# SET TASK
Copy out the items below word for word, beginning at the line containing "Tag any visible rice field." and ending at the line containing "[797,196,881,255]", with both of those lines included. Leave out the pictures.

** START INFORMATION SHOWN **

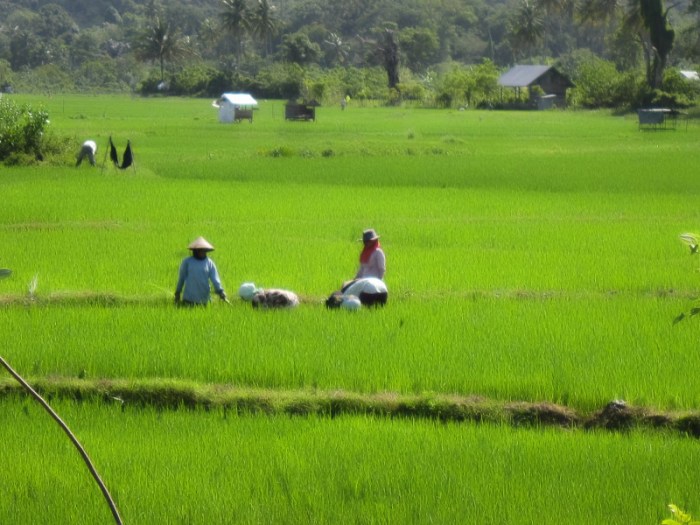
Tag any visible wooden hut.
[498,66,574,109]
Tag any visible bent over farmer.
[75,140,97,167]
[175,237,226,306]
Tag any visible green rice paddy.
[0,96,700,523]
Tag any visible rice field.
[0,96,700,523]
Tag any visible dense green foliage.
[0,97,49,161]
[0,0,700,107]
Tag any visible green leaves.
[661,503,700,525]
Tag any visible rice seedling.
[0,399,700,524]
[0,96,700,523]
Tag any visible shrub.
[0,97,49,162]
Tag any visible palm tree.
[135,16,191,82]
[578,0,675,89]
[250,0,277,55]
[511,0,545,59]
[221,0,250,62]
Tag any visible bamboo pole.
[0,356,123,525]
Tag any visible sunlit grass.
[0,400,700,524]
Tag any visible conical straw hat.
[188,237,214,252]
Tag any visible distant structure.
[211,93,258,123]
[681,70,700,82]
[498,66,574,109]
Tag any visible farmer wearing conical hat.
[175,237,226,306]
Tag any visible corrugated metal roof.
[498,66,552,87]
[221,93,258,106]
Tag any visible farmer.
[326,277,389,308]
[75,140,97,167]
[175,237,226,306]
[355,229,386,279]
[238,283,299,308]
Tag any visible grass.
[0,400,700,524]
[0,96,700,523]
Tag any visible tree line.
[0,0,700,107]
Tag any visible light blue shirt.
[175,256,224,304]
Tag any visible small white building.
[211,93,258,122]
[681,70,700,81]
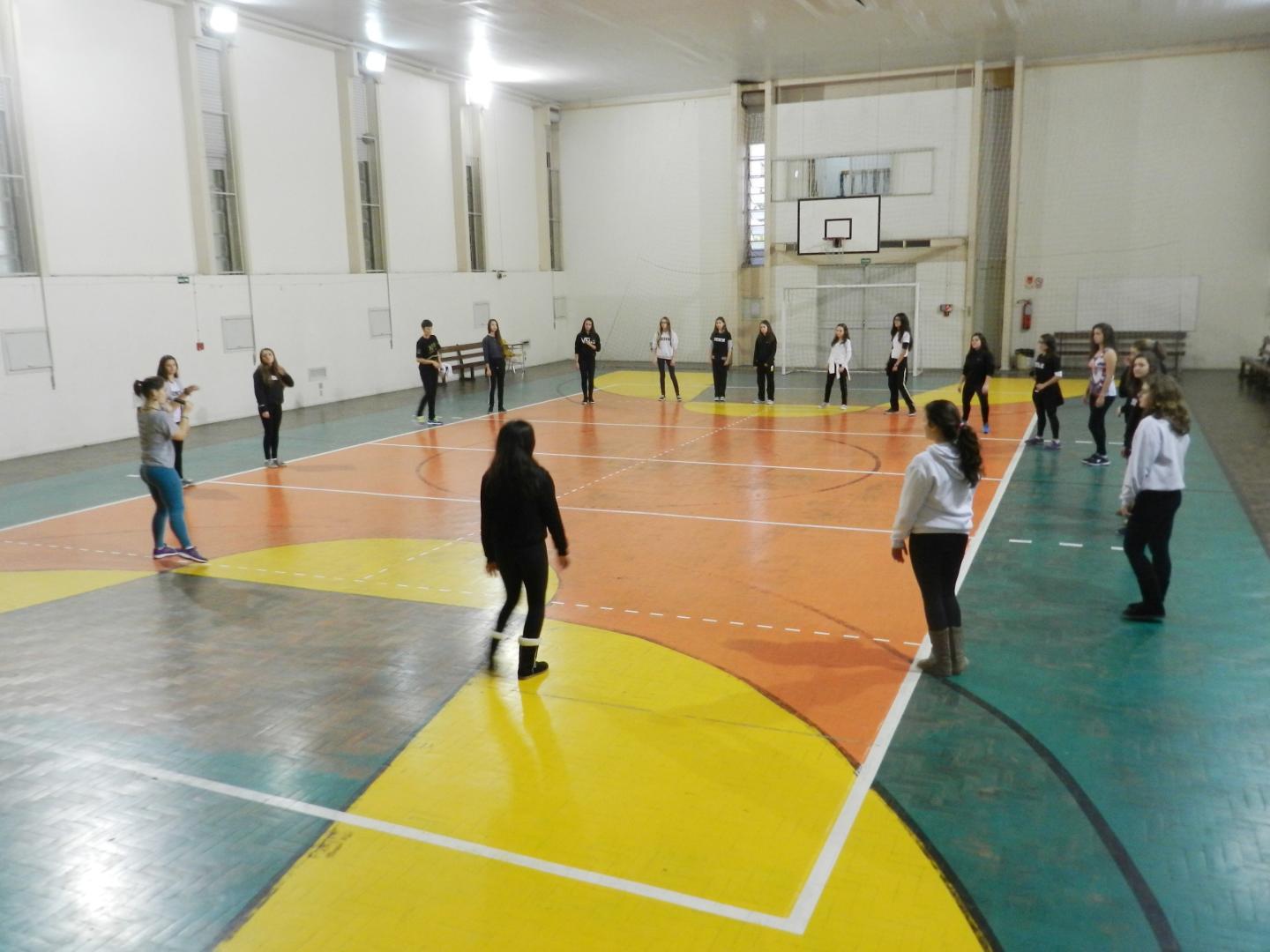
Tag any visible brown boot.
[917,628,952,678]
[949,626,970,674]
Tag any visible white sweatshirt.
[1120,416,1190,505]
[829,338,851,373]
[649,330,679,361]
[890,443,974,548]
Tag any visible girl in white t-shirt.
[820,324,851,410]
[649,316,684,404]
[886,311,917,416]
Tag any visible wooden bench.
[1239,357,1270,391]
[439,340,485,381]
[1054,330,1186,376]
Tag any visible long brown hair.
[924,400,983,487]
[1138,376,1190,436]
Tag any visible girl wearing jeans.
[1120,375,1190,622]
[890,400,983,678]
[1080,323,1117,465]
[132,377,207,562]
[480,420,569,681]
[649,316,684,404]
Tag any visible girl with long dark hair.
[155,354,198,487]
[886,311,917,416]
[132,377,207,562]
[251,348,296,467]
[1027,334,1063,450]
[649,315,684,404]
[754,321,776,404]
[890,400,983,678]
[710,317,731,404]
[820,324,851,410]
[572,317,600,404]
[480,420,569,681]
[958,331,997,434]
[482,317,507,413]
[1120,375,1190,622]
[1080,321,1117,465]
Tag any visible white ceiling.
[239,0,1270,103]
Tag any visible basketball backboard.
[797,196,881,255]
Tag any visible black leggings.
[961,380,988,427]
[494,540,548,645]
[886,361,917,413]
[754,364,776,400]
[1124,488,1183,611]
[414,363,437,420]
[710,357,728,396]
[1033,391,1058,439]
[656,357,679,396]
[825,369,847,406]
[908,532,969,631]
[578,358,595,400]
[1090,393,1115,456]
[489,361,507,413]
[260,404,282,459]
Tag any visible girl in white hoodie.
[890,400,983,678]
[820,324,851,410]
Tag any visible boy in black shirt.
[414,321,441,427]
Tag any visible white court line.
[205,480,890,534]
[0,390,582,532]
[0,733,795,932]
[788,419,1036,935]
[515,413,1031,443]
[377,443,1001,482]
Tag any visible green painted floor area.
[878,405,1270,949]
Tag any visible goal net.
[777,282,922,375]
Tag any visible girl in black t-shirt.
[960,331,997,433]
[572,317,600,404]
[710,317,731,404]
[480,420,569,681]
[1027,334,1063,450]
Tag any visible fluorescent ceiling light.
[207,4,237,34]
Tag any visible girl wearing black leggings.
[251,348,296,467]
[1120,375,1190,622]
[482,317,507,413]
[572,317,600,404]
[1027,334,1063,450]
[890,400,983,678]
[959,331,997,434]
[1080,321,1117,465]
[480,420,569,681]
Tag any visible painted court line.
[0,733,795,932]
[788,419,1036,935]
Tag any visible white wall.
[0,0,572,458]
[231,24,348,274]
[560,96,741,361]
[1012,49,1270,367]
[18,0,194,274]
[378,70,459,271]
[768,89,974,242]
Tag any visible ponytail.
[924,400,983,487]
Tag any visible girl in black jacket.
[251,348,296,465]
[572,317,600,404]
[958,331,997,433]
[754,321,776,404]
[480,420,569,681]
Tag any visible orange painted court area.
[0,392,1031,764]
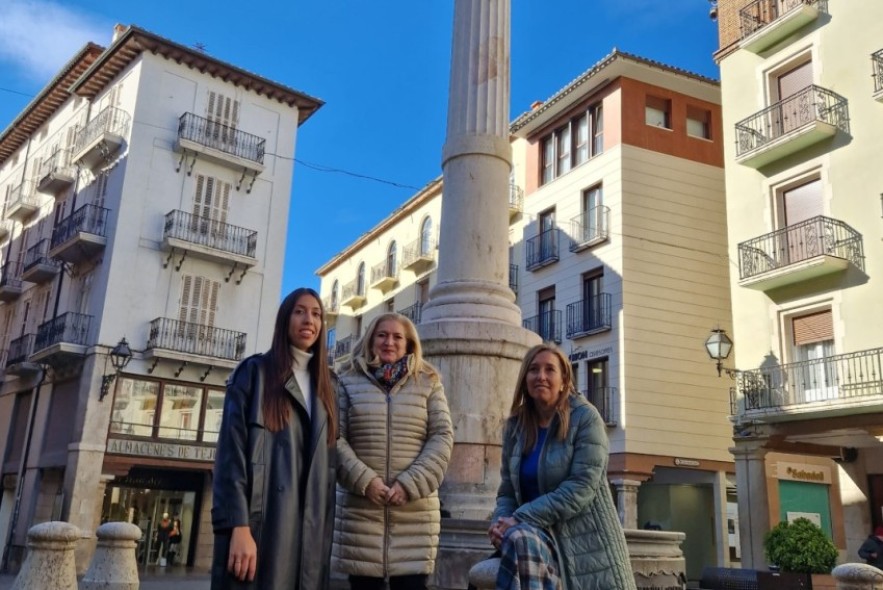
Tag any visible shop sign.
[568,346,613,363]
[107,438,215,462]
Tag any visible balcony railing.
[739,215,865,281]
[871,49,883,100]
[567,293,612,338]
[399,301,423,324]
[163,209,258,258]
[6,334,35,367]
[178,113,267,164]
[736,85,849,165]
[570,205,610,252]
[521,309,562,344]
[527,228,560,271]
[34,312,92,352]
[731,348,883,414]
[147,318,246,361]
[739,0,828,49]
[582,387,616,426]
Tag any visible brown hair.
[263,287,337,446]
[509,342,576,453]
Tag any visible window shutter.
[791,309,834,346]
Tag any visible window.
[644,96,671,129]
[540,103,604,184]
[687,105,711,139]
[420,217,432,256]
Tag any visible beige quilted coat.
[331,356,454,577]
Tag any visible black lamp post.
[98,338,132,400]
[705,328,736,379]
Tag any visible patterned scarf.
[374,354,411,391]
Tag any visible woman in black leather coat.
[211,289,337,590]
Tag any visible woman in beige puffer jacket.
[332,313,454,590]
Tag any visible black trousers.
[350,574,429,590]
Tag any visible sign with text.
[107,438,215,462]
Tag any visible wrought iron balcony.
[371,260,399,293]
[509,182,524,219]
[570,205,610,252]
[567,293,612,338]
[399,301,423,324]
[49,205,108,264]
[730,348,883,414]
[581,387,616,426]
[340,279,367,309]
[527,228,561,271]
[871,49,883,101]
[162,209,258,268]
[21,238,61,284]
[178,113,267,174]
[6,180,45,223]
[402,238,437,274]
[739,0,828,53]
[145,318,246,368]
[521,309,562,344]
[37,149,77,194]
[71,107,131,168]
[736,85,849,168]
[738,215,865,291]
[6,334,36,368]
[0,260,22,303]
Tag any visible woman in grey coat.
[488,344,635,590]
[211,289,337,590]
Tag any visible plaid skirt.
[497,522,561,590]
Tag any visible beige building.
[0,26,322,572]
[716,0,883,568]
[317,52,738,578]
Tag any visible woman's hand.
[365,477,391,506]
[386,482,408,506]
[227,526,258,582]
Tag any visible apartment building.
[716,0,883,569]
[317,51,738,578]
[0,26,322,571]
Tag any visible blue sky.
[0,0,719,300]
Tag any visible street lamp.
[98,337,132,400]
[705,328,736,379]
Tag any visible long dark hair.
[263,287,337,446]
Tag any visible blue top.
[521,427,549,502]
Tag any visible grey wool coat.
[211,355,336,590]
[332,358,454,578]
[493,395,635,590]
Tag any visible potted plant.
[758,518,837,590]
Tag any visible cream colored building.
[716,0,883,569]
[317,52,737,578]
[0,26,322,572]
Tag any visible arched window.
[386,240,396,277]
[420,217,432,256]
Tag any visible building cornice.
[71,25,325,125]
[0,43,104,166]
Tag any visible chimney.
[111,23,129,43]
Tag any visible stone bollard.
[81,522,141,590]
[12,521,80,590]
[831,563,883,590]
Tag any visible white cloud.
[0,0,112,81]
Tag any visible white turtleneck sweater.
[290,346,313,418]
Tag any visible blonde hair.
[509,342,576,453]
[349,312,441,381]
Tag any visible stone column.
[610,478,641,529]
[730,437,770,570]
[419,0,539,519]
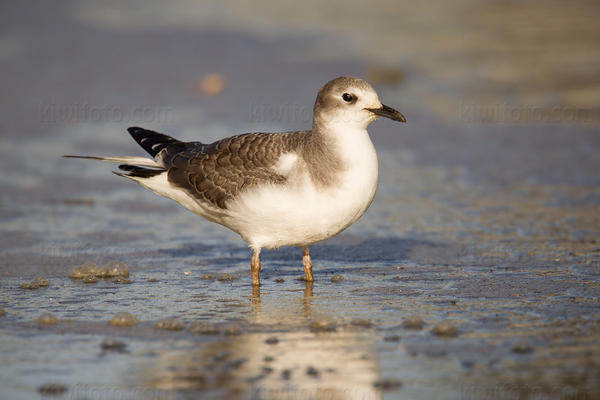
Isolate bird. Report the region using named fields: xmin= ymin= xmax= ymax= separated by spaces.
xmin=64 ymin=76 xmax=406 ymax=287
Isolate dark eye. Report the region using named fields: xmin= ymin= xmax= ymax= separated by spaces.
xmin=342 ymin=93 xmax=354 ymax=103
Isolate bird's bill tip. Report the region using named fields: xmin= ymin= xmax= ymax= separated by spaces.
xmin=367 ymin=104 xmax=406 ymax=122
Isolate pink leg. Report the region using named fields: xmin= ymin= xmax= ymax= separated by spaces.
xmin=302 ymin=246 xmax=313 ymax=282
xmin=250 ymin=249 xmax=260 ymax=286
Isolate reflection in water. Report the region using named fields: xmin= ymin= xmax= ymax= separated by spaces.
xmin=138 ymin=283 xmax=381 ymax=399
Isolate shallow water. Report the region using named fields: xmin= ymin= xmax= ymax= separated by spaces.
xmin=0 ymin=3 xmax=600 ymax=399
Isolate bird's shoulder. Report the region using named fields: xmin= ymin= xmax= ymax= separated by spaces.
xmin=168 ymin=131 xmax=310 ymax=209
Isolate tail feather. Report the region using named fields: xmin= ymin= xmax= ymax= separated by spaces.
xmin=63 ymin=155 xmax=161 ymax=168
xmin=117 ymin=164 xmax=165 ymax=178
xmin=127 ymin=126 xmax=184 ymax=157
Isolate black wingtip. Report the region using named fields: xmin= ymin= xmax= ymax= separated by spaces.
xmin=127 ymin=126 xmax=144 ymax=135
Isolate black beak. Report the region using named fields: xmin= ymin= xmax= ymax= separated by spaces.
xmin=365 ymin=104 xmax=406 ymax=122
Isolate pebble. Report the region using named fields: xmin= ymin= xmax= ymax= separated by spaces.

** END INFORMATION SHOWN **

# EXPECTED OUTPUT
Tag any visible rice field.
[0,96,700,523]
Tag any visible dense green foliage.
[0,97,49,161]
[0,0,700,107]
Tag any visible green leaves.
[661,503,700,525]
Tag any visible rice seedling.
[0,399,700,524]
[0,96,700,523]
Tag any visible shrub.
[0,97,49,162]
Tag any visible palm tree.
[135,16,191,82]
[578,0,675,89]
[250,0,277,55]
[511,0,545,59]
[221,0,250,62]
Tag any visible bamboo pole.
[0,356,123,525]
Tag any visible sunlit grass.
[0,400,700,524]
Tag any visible conical straw hat.
[188,237,214,252]
Tag any visible distant structure.
[211,93,258,123]
[681,70,700,82]
[498,66,574,109]
Tag any visible farmer wearing conical hat.
[175,237,226,306]
Tag any visible corrugated metal roof.
[498,66,552,87]
[221,93,258,106]
Tag any visible farmer.
[326,277,389,308]
[75,140,97,167]
[175,237,226,306]
[355,229,386,279]
[238,283,299,308]
Tag any visible grass.
[0,400,700,524]
[0,96,700,523]
Tag any visible tree line.
[0,0,700,107]
Tag any visible light blue shirt.
[175,256,224,304]
Tag any visible small white building.
[211,93,258,122]
[681,70,700,81]
Tag any visible brown boot.
[917,628,952,678]
[949,626,970,674]
Tag any visible white sweatshirt.
[1120,416,1190,505]
[829,338,851,373]
[649,330,679,361]
[890,443,974,548]
Tag any visible girl in white t-shirt.
[820,324,851,410]
[649,316,684,404]
[886,311,917,416]
Tag any visible wooden bench.
[1239,357,1270,391]
[439,340,485,381]
[1054,330,1186,376]
Tag any visible long brown hair.
[924,400,983,487]
[1138,376,1190,436]
Tag any visible girl wearing jeans.
[1120,375,1190,622]
[890,400,983,678]
[1080,323,1117,465]
[132,377,207,562]
[480,420,569,681]
[649,316,684,404]
Tag any visible girl with long dark hair.
[155,354,198,487]
[886,311,917,416]
[132,377,207,562]
[251,348,296,467]
[1027,334,1063,450]
[649,315,684,404]
[754,321,776,404]
[890,400,983,678]
[710,317,731,404]
[820,324,851,410]
[572,317,600,404]
[480,420,569,681]
[958,331,997,434]
[482,317,507,413]
[1120,375,1190,622]
[1080,321,1117,465]
Tag any visible white ceiling.
[239,0,1270,103]
Tag any visible basketball backboard.
[797,196,881,255]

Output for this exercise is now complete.